--- DIRECTION ---
Copy out the lines verbatim, starting at the line containing "Query: eyebrow" and ending at the line containing "Outline every instance of the eyebrow.", with both of those lines included.

--- DATA FOR PROCESSING ---
____

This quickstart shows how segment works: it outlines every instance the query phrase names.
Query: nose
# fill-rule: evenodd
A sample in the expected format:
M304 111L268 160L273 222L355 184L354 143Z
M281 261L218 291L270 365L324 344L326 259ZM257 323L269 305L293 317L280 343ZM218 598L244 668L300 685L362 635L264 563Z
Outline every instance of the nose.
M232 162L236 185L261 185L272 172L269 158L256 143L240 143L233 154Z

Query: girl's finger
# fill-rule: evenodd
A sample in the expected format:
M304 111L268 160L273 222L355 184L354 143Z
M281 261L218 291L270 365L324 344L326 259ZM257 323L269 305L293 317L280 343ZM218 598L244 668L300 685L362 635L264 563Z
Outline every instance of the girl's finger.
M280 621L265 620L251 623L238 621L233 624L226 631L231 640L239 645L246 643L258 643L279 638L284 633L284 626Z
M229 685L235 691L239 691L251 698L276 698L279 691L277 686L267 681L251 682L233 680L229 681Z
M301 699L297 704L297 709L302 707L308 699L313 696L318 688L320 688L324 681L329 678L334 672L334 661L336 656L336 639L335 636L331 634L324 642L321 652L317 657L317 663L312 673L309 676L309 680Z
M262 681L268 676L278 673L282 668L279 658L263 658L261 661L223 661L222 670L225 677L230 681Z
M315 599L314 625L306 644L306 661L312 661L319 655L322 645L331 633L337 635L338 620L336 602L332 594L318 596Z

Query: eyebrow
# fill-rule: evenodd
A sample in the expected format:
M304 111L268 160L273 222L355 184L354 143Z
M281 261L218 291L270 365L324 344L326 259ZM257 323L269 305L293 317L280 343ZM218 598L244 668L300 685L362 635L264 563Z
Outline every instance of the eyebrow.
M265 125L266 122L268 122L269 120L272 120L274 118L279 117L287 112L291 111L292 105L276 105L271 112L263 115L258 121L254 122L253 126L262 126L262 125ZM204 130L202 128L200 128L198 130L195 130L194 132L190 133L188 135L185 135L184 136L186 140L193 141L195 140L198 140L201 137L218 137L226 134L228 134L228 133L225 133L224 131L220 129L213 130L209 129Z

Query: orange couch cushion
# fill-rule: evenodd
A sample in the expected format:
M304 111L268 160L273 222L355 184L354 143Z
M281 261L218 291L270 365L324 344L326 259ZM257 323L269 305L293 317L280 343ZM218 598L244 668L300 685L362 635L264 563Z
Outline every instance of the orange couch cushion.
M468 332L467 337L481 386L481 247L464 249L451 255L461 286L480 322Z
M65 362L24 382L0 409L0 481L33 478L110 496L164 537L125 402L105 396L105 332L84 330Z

____

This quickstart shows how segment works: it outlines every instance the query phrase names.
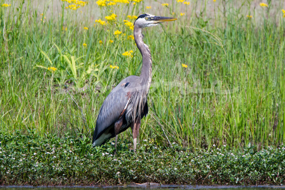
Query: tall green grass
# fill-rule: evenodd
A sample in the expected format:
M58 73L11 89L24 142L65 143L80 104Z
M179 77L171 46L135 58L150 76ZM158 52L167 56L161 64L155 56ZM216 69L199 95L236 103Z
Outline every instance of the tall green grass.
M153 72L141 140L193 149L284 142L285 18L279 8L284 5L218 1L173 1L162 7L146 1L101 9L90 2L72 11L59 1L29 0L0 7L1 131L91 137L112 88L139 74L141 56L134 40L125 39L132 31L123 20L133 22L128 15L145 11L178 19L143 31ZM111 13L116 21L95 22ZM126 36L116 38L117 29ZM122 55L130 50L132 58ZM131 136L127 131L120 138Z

____

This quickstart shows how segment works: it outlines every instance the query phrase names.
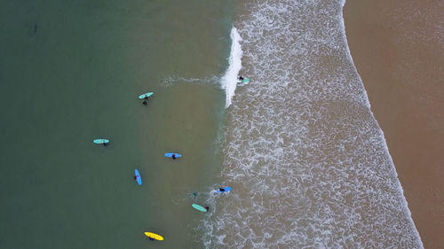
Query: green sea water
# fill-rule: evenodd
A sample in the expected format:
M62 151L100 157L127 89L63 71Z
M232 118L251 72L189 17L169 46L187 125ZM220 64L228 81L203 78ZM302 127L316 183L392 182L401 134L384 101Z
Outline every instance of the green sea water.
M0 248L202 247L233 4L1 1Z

____

--- WRITTEN SOLUTION ---
Query: eyebrow
# fill-rule: evenodd
A sample in the expected format:
M304 111L268 160L273 222L355 184L354 143Z
M281 261L218 291L270 365L324 344L326 259ZM257 323L269 305L293 317L280 343ZM218 598L244 668L300 685L362 635L264 563Z
Outline every instance of the eyebrow.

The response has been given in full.